__Goal__
Reproduce the lines below from the one that contains "Return one point per instance of the clear" through the end, inclusive, and add nothing.

__Stored rows__
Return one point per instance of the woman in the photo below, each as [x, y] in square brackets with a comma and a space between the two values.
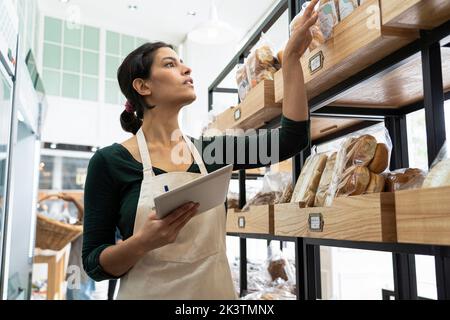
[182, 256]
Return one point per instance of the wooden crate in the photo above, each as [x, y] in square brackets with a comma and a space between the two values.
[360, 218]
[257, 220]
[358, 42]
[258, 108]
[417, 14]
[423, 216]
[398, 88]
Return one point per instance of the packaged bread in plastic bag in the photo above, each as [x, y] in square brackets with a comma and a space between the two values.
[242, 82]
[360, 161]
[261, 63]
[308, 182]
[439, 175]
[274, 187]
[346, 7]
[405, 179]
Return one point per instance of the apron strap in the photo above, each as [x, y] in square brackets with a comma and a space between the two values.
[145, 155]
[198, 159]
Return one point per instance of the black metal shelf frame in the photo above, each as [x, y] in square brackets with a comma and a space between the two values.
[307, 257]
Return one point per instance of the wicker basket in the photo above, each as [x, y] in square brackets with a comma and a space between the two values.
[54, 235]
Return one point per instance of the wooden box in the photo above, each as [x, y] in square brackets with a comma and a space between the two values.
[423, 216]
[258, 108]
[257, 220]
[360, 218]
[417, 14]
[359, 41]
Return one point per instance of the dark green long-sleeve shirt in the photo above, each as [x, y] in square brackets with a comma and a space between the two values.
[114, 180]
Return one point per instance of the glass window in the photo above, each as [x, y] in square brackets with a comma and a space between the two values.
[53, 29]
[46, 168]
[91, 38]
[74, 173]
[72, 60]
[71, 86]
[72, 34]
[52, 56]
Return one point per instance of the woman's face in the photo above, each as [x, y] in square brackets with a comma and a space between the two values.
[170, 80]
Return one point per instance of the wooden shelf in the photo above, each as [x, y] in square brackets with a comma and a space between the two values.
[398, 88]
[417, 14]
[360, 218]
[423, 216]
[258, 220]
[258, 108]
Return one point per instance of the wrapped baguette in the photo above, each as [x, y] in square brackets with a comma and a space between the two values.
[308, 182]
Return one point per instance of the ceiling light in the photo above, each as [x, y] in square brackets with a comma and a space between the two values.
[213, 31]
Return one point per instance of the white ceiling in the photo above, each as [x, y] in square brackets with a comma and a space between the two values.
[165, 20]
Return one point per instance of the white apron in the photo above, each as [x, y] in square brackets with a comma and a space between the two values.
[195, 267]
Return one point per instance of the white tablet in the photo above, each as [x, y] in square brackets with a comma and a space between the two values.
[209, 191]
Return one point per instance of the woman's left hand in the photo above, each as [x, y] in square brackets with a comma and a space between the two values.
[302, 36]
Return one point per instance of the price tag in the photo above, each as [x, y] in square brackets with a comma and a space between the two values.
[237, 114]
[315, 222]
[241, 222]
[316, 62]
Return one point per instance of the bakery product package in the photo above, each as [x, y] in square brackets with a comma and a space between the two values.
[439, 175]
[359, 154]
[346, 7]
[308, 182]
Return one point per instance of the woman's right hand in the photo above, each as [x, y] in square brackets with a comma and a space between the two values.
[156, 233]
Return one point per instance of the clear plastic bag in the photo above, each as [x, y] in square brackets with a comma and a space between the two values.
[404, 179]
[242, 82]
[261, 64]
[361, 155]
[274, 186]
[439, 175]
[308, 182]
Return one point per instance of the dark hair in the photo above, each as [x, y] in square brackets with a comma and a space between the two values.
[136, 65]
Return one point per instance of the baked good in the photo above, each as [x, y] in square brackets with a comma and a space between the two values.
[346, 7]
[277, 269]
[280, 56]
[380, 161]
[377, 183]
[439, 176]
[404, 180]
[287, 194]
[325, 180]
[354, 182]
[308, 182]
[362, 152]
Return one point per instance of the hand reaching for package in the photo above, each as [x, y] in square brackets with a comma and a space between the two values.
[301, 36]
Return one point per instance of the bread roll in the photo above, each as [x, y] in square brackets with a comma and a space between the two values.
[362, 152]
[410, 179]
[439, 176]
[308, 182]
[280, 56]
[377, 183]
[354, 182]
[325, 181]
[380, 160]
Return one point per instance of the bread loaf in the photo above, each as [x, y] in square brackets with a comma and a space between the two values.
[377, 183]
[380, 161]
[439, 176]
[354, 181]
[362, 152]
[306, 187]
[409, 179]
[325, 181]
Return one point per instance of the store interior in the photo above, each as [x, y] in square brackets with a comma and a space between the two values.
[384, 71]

__Reply to the task__
Return one point per instance of the clear plastic bag in the photo above, each as [x, y] in square brackets with a comma and a space between the two values.
[404, 179]
[242, 82]
[261, 64]
[361, 155]
[274, 186]
[439, 175]
[308, 182]
Return one point per instance of the dark hair in the photo above, each as [x, y] in square brackets with a comma and a space between the two values.
[136, 65]
Return one point per instance of the baked good in the photo above, each as [x, y] in square brackets with a comma and a space between the two values.
[346, 7]
[277, 269]
[280, 56]
[380, 161]
[377, 183]
[439, 176]
[404, 180]
[287, 194]
[325, 180]
[354, 182]
[308, 182]
[362, 152]
Return one point per instance of the hand reaching for package in the photo above, each as [x, y] in square brackets with a comma and a space between the two values.
[301, 36]
Return one point per instance of the bread roll in the photo above, each as [x, y] in square brackets with a comma and a space between the two values.
[362, 152]
[410, 179]
[439, 176]
[308, 182]
[280, 56]
[377, 183]
[354, 182]
[325, 181]
[380, 160]
Return one point per instance of the bread loaf in the photo above, each as [x, y] in square brackets with a comma and a space between the two values.
[377, 183]
[380, 161]
[439, 176]
[354, 181]
[362, 152]
[306, 187]
[409, 179]
[325, 181]
Return one point per instance of the store interior in the photo above, each as [x, y] in square brackets with a comma and a space between the two values.
[384, 71]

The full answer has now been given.